EXTRACT PROVIDED –

· · · ·

# Happy holidays!



## Judi27

Hello,
How do you say "Happy holidays!" in Japanese?
(written in English please)
Thank you,
Judi


----------



## Grekh

Isn't it "hapi kurisumasu"?

* 
*


----------



## Hiro Sasaki

Judi27 said:


> Hello,
> How do you say "Happy holidays!" in japanese?
> (written in english please)
> Thank you,
> Judi


 
We don't say "happy holidays " in Japanese.

Hiro Sasaki


----------



## Judi27

Grekh said:


> isn't is "hapi kurisumasu"
> 
> *
> *


 
Hola, parece que no existe Felices fiestas, pero gracias por el Merry Christmas!
Judi


----------



## westopia

Hi,

How about _Akemashite omedetou gozaimasu_ for _Happy New Year_?  As far as I know, in Japan they don´t celebrate Christmas as we know it, but still you can say meri kurisumasu.  Please correct if I´m wrong.


----------



## Hiro Sasaki

westopia said:


> Hi,
> 
> How about _Akemashite omedetou gozaimasu_ for _Happy New Year_? As far as I know, in Japan they don´t celebrate Christmas as we know it, but still you can say meri kurisumasu. Please correct if I´m wrong.


 
Osyoogatsu ( the New Year ) is the the only holiday we celebrate saying " Amedetoo gozaimasu - Enhorabuena ! ". We also say " Omedetoo Gozai masu",on some personal happy occasions like birthdays, births of babies,
weddings and graduations from universities and receiving honors and orders.

· · · ·

DATA –
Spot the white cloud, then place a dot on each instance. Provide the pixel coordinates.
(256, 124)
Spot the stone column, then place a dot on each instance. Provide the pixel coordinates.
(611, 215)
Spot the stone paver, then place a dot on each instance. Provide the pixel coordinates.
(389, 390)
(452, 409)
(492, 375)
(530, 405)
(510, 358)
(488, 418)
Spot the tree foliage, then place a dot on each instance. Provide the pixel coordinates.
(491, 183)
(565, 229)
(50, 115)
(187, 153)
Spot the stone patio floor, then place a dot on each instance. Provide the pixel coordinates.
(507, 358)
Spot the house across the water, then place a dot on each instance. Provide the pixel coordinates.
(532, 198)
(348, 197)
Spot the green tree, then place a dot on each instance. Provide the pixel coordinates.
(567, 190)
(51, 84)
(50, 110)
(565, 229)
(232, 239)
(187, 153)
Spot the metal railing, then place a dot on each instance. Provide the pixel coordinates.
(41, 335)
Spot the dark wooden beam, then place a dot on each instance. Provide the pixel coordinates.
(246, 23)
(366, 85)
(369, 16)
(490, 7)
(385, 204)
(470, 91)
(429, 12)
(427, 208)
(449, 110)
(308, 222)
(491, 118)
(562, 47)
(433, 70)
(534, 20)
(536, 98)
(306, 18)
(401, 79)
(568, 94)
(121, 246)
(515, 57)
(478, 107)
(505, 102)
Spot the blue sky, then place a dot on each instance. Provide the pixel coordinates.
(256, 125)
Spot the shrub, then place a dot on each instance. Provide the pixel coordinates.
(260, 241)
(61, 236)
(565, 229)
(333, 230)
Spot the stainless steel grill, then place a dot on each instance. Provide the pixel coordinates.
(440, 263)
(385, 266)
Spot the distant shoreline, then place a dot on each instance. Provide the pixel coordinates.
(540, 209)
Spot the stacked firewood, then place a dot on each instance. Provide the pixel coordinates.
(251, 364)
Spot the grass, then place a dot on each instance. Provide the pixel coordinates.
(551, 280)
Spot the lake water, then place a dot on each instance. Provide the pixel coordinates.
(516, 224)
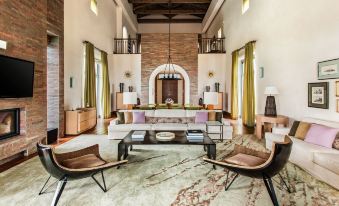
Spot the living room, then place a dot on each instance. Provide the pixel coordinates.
(192, 102)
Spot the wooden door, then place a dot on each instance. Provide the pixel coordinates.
(170, 90)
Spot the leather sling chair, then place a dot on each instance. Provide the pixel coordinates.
(74, 165)
(255, 164)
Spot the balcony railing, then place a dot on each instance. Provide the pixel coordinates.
(211, 45)
(126, 46)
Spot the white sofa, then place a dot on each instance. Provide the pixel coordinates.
(119, 131)
(320, 162)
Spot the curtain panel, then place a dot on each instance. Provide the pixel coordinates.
(248, 113)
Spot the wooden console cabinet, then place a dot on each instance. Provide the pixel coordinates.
(80, 120)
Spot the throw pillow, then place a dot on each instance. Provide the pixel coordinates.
(121, 118)
(211, 116)
(302, 130)
(294, 128)
(336, 142)
(218, 116)
(128, 117)
(321, 135)
(139, 118)
(201, 117)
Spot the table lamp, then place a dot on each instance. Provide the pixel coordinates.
(130, 99)
(270, 108)
(210, 99)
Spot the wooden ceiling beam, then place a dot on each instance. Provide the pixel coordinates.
(164, 11)
(167, 1)
(150, 21)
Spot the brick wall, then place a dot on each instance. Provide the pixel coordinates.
(24, 25)
(184, 52)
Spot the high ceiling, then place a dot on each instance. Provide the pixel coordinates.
(182, 11)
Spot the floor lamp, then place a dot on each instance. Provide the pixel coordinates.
(130, 99)
(210, 99)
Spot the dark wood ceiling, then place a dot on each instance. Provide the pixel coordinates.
(182, 11)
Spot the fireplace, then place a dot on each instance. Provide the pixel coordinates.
(9, 123)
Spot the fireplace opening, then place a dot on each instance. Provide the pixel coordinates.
(9, 123)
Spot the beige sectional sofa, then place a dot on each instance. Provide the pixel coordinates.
(320, 162)
(119, 131)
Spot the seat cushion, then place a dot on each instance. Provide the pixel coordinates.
(245, 160)
(328, 161)
(86, 161)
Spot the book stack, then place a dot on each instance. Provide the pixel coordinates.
(195, 135)
(138, 135)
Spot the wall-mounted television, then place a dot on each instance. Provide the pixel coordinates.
(16, 77)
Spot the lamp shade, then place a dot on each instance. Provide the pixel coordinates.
(129, 98)
(271, 90)
(211, 98)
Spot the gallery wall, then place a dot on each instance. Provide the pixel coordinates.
(292, 37)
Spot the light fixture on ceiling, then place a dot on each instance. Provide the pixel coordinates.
(169, 72)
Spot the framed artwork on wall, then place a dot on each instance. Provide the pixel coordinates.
(318, 95)
(328, 69)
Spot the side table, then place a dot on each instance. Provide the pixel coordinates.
(262, 119)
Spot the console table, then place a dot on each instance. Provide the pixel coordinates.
(262, 119)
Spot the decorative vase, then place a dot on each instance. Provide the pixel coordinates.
(217, 86)
(121, 86)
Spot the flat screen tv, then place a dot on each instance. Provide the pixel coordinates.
(16, 77)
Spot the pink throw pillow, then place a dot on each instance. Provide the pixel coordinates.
(321, 135)
(139, 118)
(201, 117)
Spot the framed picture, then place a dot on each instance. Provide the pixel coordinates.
(318, 95)
(328, 69)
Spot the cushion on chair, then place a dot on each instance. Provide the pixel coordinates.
(294, 128)
(302, 130)
(245, 160)
(85, 161)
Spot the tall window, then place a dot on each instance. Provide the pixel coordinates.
(94, 6)
(245, 5)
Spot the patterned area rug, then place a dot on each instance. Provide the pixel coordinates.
(162, 175)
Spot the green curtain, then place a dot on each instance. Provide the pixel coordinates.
(90, 82)
(106, 93)
(234, 86)
(248, 112)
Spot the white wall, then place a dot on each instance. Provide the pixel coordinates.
(82, 24)
(120, 64)
(292, 36)
(217, 64)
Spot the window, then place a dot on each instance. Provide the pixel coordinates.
(245, 5)
(94, 6)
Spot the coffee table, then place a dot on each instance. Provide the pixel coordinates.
(150, 139)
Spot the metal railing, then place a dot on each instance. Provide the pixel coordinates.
(127, 46)
(211, 45)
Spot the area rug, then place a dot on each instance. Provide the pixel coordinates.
(162, 175)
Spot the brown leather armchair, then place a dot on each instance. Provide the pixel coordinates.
(68, 166)
(257, 164)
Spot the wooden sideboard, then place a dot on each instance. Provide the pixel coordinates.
(80, 120)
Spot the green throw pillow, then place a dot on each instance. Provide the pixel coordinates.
(121, 118)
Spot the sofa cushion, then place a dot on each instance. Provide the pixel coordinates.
(302, 130)
(294, 128)
(169, 126)
(328, 161)
(245, 160)
(321, 135)
(120, 118)
(212, 116)
(85, 161)
(138, 117)
(201, 117)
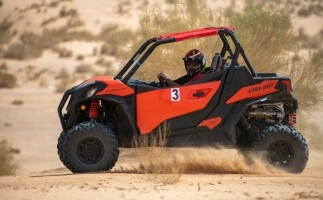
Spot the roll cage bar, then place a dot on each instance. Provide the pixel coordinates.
(223, 32)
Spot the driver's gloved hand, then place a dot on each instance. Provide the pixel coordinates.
(154, 84)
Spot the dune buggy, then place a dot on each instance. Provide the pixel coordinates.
(232, 106)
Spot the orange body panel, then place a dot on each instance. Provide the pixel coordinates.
(157, 106)
(211, 123)
(115, 87)
(254, 91)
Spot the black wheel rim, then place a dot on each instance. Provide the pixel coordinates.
(280, 153)
(90, 150)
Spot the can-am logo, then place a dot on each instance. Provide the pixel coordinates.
(256, 89)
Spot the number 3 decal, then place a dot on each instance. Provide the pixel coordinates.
(175, 95)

· · · ·

EXERCISE SET –
1 > In the thread on saying "Happy holidays!" in Japanese, what phrase does westopia suggest for "Happy New Year"?
2 > Which usernames post in the thread on saying "Happy holidays!" in Japanese?
The data come from a separate source.

ANSWERS BY TASK –
1 > Akemashite omedetou gozaimasu

2 > Judi27, Grekh, Hiro Sasaki, westopia